> INPUT DATA
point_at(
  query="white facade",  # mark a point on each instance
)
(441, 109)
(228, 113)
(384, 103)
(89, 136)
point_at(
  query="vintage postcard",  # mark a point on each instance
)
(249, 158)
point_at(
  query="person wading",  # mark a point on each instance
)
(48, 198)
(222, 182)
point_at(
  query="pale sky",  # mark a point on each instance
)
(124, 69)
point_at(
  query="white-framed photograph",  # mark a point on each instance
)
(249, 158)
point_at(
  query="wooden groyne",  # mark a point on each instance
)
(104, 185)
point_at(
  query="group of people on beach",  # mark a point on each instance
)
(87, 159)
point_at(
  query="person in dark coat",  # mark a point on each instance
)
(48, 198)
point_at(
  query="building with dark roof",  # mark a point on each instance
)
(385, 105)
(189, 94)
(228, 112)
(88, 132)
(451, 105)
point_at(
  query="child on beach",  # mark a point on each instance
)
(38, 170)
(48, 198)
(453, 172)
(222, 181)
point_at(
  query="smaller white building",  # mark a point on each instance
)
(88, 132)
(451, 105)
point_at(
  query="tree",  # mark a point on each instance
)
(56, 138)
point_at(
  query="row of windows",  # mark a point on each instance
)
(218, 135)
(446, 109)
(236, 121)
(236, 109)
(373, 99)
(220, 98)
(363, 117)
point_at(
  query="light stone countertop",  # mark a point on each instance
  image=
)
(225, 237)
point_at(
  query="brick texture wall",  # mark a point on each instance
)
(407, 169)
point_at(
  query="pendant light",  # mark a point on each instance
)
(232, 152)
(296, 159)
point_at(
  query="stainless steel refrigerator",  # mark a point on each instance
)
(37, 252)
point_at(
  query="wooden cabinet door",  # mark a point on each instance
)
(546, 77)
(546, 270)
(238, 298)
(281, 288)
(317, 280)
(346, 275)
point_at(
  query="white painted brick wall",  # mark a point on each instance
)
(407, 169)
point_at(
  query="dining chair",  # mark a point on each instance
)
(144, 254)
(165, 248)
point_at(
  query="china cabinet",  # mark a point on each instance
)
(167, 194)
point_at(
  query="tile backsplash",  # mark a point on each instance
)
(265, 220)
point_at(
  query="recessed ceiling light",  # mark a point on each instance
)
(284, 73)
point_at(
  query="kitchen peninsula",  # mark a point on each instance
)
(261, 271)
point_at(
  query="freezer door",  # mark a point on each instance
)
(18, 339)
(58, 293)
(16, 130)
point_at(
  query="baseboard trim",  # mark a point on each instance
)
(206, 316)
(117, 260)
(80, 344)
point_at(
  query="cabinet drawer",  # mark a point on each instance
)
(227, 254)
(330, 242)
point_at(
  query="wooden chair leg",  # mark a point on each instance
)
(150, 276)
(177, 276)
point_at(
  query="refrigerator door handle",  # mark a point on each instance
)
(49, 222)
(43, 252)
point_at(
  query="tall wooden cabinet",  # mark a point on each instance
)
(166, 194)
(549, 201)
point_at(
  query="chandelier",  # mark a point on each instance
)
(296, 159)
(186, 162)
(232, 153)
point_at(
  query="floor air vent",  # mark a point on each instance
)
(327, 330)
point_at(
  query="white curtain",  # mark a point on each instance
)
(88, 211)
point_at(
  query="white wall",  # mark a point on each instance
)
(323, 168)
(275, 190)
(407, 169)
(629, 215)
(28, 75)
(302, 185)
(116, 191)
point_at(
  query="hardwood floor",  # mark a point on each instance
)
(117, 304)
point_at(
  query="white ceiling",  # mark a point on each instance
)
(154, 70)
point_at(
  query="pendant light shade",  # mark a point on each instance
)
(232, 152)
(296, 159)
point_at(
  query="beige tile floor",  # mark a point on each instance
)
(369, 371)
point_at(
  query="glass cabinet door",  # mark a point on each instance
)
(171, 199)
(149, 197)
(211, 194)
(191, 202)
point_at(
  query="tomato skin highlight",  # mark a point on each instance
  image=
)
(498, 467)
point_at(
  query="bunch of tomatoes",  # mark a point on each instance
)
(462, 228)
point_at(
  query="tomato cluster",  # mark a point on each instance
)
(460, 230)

> EXERCISE REQUIREMENTS
Word for word, write out all of the data above.

> TASK OUTPUT
point_at(
  query="white facade",  # mark a point on each instance
)
(441, 109)
(228, 113)
(384, 103)
(89, 136)
point_at(
  query="vintage postcard",  # mark a point on each instance
)
(249, 158)
point_at(
  query="person wading",  # mark a point on each instance
)
(48, 198)
(222, 182)
point_at(
  query="pale sky",  # mark a point on each instance
)
(124, 69)
point_at(
  query="white-framed photograph",  # mark a point on each instance
)
(249, 158)
point_at(
  query="wooden groyne",  # mark a point on each instance
)
(104, 185)
point_at(
  query="group of people on beach",  # mark a point on each instance
)
(87, 159)
point_at(
  query="person in dark coat",  # mark a point on each instance
)
(48, 198)
point_at(
  query="building with dark roof",  # mark a point on each instance
)
(385, 105)
(189, 94)
(228, 112)
(88, 132)
(451, 105)
point_at(
  query="child on beach",  # mark a point on each instance
)
(38, 170)
(48, 198)
(453, 172)
(222, 181)
point_at(
  query="smaller white building",  # mark a point on each instance
)
(88, 132)
(451, 105)
point_at(
  query="tree",  # mark a point on each instance
)
(56, 138)
point_at(
  query="row of windows",  # mark a point on each instance
)
(218, 135)
(446, 109)
(236, 121)
(236, 109)
(373, 99)
(220, 98)
(363, 117)
point_at(
  query="light stone countertop",  # mark a point on each instance
  image=
)
(225, 237)
point_at(
  query="brick texture wall",  # mark a point on each instance
)
(407, 169)
point_at(
  query="pendant light",  # mark a point on each instance
)
(232, 152)
(296, 159)
point_at(
  query="stainless steel refrigerator",  # mark a point on each instance
)
(37, 252)
point_at(
  query="wooden cabinet door",  # mark a point on each instance
)
(546, 77)
(546, 270)
(238, 298)
(281, 288)
(317, 280)
(346, 275)
point_at(
  query="white painted brick wall",  # mark a point on each instance
)
(407, 169)
point_at(
  query="dining chair",  # mark a point on each instance
)
(144, 254)
(165, 248)
point_at(
  query="china cabinet",  # mark a point on each instance
)
(167, 194)
point_at(
  query="tile backsplash",  # mark a point on each instance
)
(265, 220)
point_at(
  query="recessed ceiling light",  # mark a point on each instance
)
(284, 73)
point_at(
  query="kitchen peninsula",  # mark a point on each instance
)
(261, 271)
point_at(
  query="freezer door",  # mark a point on each instance
)
(18, 339)
(58, 293)
(16, 130)
point_at(
  query="baseboard trim",  # mark a point on each instance
)
(206, 316)
(117, 260)
(80, 344)
point_at(
  query="cabinet drawer",  # mark a point on each instance
)
(227, 254)
(330, 242)
point_at(
  query="wooden chair leg",  # mark a point on each instance
)
(150, 276)
(177, 276)
point_at(
  query="refrigerator door handle",  # mark a point on each instance
)
(49, 222)
(43, 252)
point_at(
  query="tall wooden cabinet",  # mark a point on each instance
)
(166, 194)
(549, 201)
point_at(
  query="chandelier",  # mark a point on each instance
)
(296, 159)
(186, 162)
(232, 153)
point_at(
  query="floor air vent",  # mark a point on each instance
)
(327, 330)
point_at(
  query="white curtain",  # mark a point on each instance
)
(88, 211)
point_at(
  query="white wall",  # mark a point on each instance
)
(323, 168)
(275, 190)
(407, 169)
(629, 215)
(28, 75)
(302, 185)
(116, 191)
point_at(
  query="hardwood floor",  # mark a point on each instance
)
(117, 304)
point_at(
  query="white ceiling",  # mark a point on each instance
)
(154, 70)
point_at(
  query="pendant light shade",  # mark a point on each instance
)
(232, 152)
(296, 159)
point_at(
  query="beige tile floor",  # mark a point on each instance
)
(369, 371)
point_at(
  query="glass cabinet door",  # mark a point on each instance
)
(171, 199)
(149, 197)
(211, 194)
(191, 202)
point_at(
  query="tomato skin highlight",  # mark a point on each instance
  image=
)
(498, 467)
point_at(
  query="bunch of tomatoes",  # mark a point on each instance
)
(462, 228)
point_at(
  query="tomato cluster",  # mark a point on each instance
)
(460, 230)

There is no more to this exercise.